**DESCRIPTION OF THE TASK**
Write out again, unchanged, the line that has "Annotate each instance of the fog" and each following line through the end of the entries below; leave pictures out.

[[ RECORDS TO PROCESS, beginning ]]

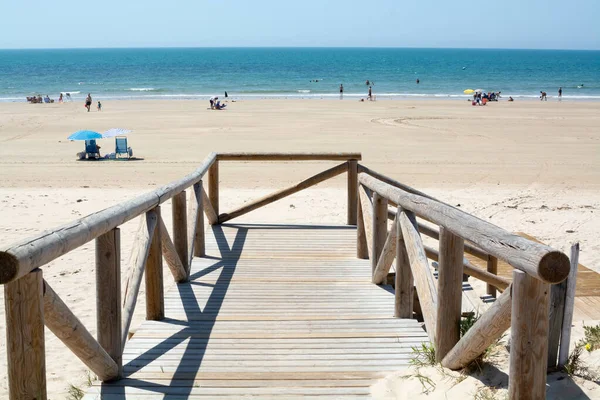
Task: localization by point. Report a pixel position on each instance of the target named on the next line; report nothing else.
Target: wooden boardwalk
(273, 311)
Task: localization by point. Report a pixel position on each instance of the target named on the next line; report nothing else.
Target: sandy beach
(524, 166)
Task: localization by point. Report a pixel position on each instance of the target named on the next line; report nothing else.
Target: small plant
(486, 393)
(576, 367)
(592, 337)
(467, 322)
(75, 393)
(423, 356)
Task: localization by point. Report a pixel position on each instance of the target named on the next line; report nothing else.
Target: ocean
(258, 73)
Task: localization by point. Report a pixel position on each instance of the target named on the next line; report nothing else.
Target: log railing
(31, 303)
(522, 306)
(373, 199)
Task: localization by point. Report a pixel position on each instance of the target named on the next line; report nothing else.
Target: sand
(525, 166)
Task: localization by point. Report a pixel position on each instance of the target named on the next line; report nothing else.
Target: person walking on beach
(88, 102)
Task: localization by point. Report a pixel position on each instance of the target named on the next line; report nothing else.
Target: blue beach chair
(121, 147)
(91, 149)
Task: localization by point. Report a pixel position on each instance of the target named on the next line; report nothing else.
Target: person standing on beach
(88, 102)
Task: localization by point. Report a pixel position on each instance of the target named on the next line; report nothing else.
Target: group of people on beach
(88, 103)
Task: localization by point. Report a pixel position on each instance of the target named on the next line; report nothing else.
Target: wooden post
(61, 321)
(137, 265)
(155, 306)
(352, 191)
(492, 267)
(529, 337)
(556, 314)
(180, 233)
(379, 228)
(489, 327)
(565, 335)
(362, 250)
(419, 266)
(108, 294)
(197, 238)
(449, 292)
(404, 292)
(387, 256)
(25, 347)
(213, 187)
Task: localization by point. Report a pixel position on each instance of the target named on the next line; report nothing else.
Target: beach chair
(121, 147)
(91, 149)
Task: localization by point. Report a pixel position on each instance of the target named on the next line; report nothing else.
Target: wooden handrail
(434, 233)
(471, 270)
(364, 197)
(420, 270)
(387, 255)
(67, 327)
(280, 194)
(22, 257)
(288, 156)
(488, 328)
(538, 260)
(137, 265)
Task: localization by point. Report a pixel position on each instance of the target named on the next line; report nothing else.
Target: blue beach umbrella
(85, 135)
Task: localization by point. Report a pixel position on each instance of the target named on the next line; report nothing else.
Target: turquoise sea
(194, 73)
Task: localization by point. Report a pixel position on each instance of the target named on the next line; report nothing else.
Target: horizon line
(293, 47)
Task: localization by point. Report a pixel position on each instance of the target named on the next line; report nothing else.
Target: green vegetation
(75, 393)
(423, 356)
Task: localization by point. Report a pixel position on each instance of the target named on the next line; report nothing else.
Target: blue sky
(544, 24)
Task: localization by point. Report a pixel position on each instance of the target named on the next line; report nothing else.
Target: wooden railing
(522, 306)
(31, 303)
(373, 199)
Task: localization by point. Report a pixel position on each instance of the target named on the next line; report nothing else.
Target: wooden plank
(288, 156)
(196, 239)
(352, 192)
(22, 257)
(488, 328)
(108, 294)
(25, 346)
(565, 337)
(492, 268)
(449, 293)
(155, 309)
(366, 207)
(213, 187)
(180, 231)
(387, 255)
(338, 326)
(280, 194)
(529, 337)
(137, 265)
(558, 293)
(67, 327)
(536, 259)
(170, 253)
(379, 229)
(469, 269)
(209, 211)
(403, 295)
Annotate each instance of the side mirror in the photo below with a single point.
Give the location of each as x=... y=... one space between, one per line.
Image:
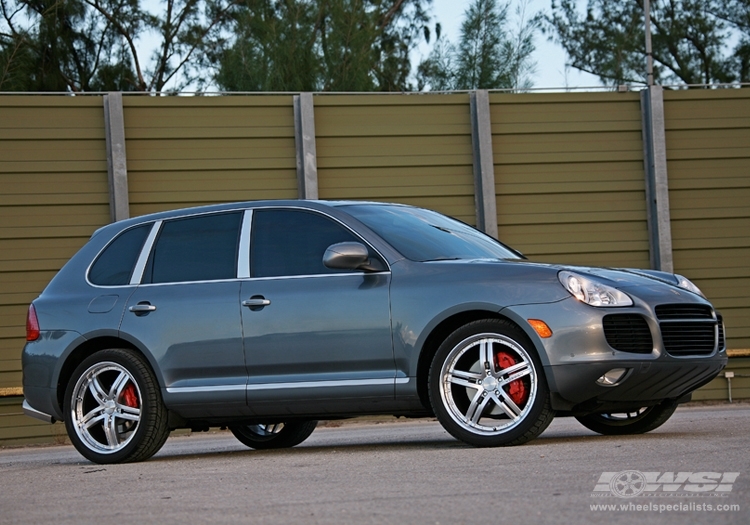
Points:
x=348 y=256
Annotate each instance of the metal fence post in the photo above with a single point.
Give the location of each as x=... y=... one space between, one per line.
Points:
x=657 y=189
x=117 y=167
x=304 y=138
x=484 y=169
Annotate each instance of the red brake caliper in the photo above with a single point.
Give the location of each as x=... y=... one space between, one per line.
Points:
x=516 y=389
x=129 y=396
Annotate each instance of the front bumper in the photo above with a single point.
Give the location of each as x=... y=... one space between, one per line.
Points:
x=578 y=353
x=32 y=412
x=575 y=389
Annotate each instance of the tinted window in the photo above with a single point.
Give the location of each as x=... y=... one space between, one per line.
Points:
x=195 y=249
x=114 y=266
x=424 y=235
x=292 y=242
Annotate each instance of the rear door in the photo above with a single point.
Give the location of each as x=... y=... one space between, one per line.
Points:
x=186 y=313
x=315 y=339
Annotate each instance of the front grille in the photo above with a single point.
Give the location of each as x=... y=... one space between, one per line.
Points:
x=688 y=329
x=628 y=333
x=666 y=312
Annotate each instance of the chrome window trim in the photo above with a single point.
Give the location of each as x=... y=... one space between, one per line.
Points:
x=96 y=257
x=243 y=257
x=140 y=265
x=283 y=386
x=244 y=247
x=346 y=226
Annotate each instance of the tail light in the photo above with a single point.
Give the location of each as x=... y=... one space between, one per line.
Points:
x=32 y=324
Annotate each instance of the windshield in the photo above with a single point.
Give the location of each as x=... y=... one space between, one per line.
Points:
x=424 y=235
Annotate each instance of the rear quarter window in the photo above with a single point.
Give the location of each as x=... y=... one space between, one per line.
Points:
x=202 y=248
x=114 y=265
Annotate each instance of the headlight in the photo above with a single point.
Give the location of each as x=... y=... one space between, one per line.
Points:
x=591 y=292
x=684 y=282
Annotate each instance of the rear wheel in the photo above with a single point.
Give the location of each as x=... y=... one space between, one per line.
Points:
x=638 y=421
x=113 y=407
x=487 y=387
x=273 y=435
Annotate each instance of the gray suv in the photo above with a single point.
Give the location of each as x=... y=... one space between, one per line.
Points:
x=268 y=316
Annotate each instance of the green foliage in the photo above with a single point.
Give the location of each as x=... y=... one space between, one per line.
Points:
x=91 y=45
x=690 y=39
x=488 y=55
x=321 y=45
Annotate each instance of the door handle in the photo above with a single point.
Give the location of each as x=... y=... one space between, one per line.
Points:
x=142 y=308
x=256 y=301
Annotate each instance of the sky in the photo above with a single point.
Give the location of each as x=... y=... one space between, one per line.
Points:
x=549 y=57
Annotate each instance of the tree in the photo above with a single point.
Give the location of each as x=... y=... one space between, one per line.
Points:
x=92 y=45
x=488 y=54
x=689 y=39
x=321 y=45
x=737 y=14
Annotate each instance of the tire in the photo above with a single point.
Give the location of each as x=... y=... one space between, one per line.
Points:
x=114 y=410
x=638 y=421
x=487 y=386
x=276 y=435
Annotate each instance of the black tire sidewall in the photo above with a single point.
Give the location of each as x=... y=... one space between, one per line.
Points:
x=293 y=433
x=149 y=398
x=538 y=416
x=655 y=417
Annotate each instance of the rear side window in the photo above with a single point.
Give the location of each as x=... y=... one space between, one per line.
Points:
x=114 y=266
x=195 y=249
x=292 y=242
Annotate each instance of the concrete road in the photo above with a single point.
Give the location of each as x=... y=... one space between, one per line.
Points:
x=401 y=473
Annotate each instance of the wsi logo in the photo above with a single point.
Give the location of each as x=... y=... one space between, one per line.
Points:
x=631 y=483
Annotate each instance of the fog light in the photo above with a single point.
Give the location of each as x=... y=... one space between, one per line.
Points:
x=612 y=377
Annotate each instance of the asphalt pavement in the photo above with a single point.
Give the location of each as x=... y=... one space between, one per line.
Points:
x=694 y=469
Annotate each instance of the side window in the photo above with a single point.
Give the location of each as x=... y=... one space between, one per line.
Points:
x=195 y=249
x=114 y=266
x=292 y=242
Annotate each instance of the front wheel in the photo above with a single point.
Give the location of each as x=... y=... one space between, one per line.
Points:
x=487 y=387
x=113 y=408
x=273 y=435
x=638 y=421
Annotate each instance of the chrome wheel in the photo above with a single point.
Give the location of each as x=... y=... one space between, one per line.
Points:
x=488 y=384
x=106 y=408
x=114 y=410
x=487 y=387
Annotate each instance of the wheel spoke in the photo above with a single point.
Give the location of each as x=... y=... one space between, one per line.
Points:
x=95 y=413
x=110 y=430
x=477 y=406
x=465 y=374
x=135 y=411
x=465 y=379
x=93 y=421
x=97 y=391
x=513 y=373
x=130 y=416
x=486 y=356
x=118 y=385
x=508 y=405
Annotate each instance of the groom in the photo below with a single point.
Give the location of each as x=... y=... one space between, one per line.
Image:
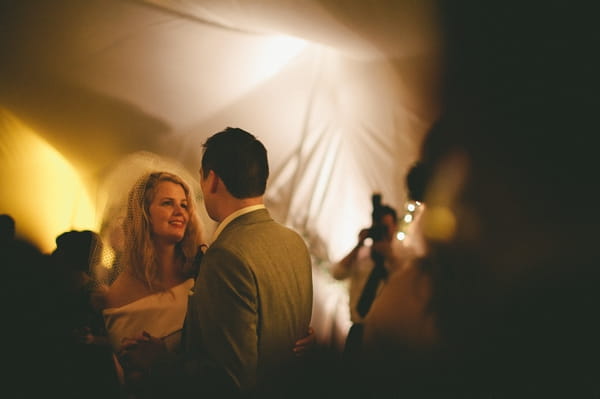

[[ RECORDS TO PROCESS, end ]]

**YOUR RESPONSE**
Annotate each instance of the fog light in the photo above with a single point.
Give the location of each as x=... y=... one space between, one per line.
Points:
x=612 y=377
Annotate each instance of the asphalt pavement in the photo above with a single point.
Give the location of each as x=... y=... one space between, one per line.
Points:
x=694 y=469
Annotate each instance of the side window in the photo above with a single point.
Give the location of each as x=... y=... one space between, one per line.
Points:
x=195 y=249
x=114 y=266
x=292 y=242
Annotate each instance of the front wheel in the photo above with a single point.
Give the location of each as x=... y=... one space between, one per line.
Points:
x=487 y=387
x=113 y=408
x=273 y=435
x=638 y=421
Annotate each instance of the chrome wheel in the photo above with a single point.
Give the location of each as x=... y=... one space between, one per line.
Points:
x=488 y=384
x=106 y=408
x=114 y=410
x=487 y=387
Annotate each instance of the wheel spoke in the photo above with a single point.
Give the location of each as x=... y=... one space between, one per line.
Points:
x=95 y=413
x=110 y=430
x=477 y=406
x=465 y=374
x=135 y=411
x=465 y=379
x=93 y=421
x=97 y=391
x=513 y=373
x=130 y=416
x=486 y=356
x=118 y=385
x=508 y=405
Annotate each instance of the groom in the photo below with a single point.
Give the location of each as x=... y=... one space between, one per line.
Image:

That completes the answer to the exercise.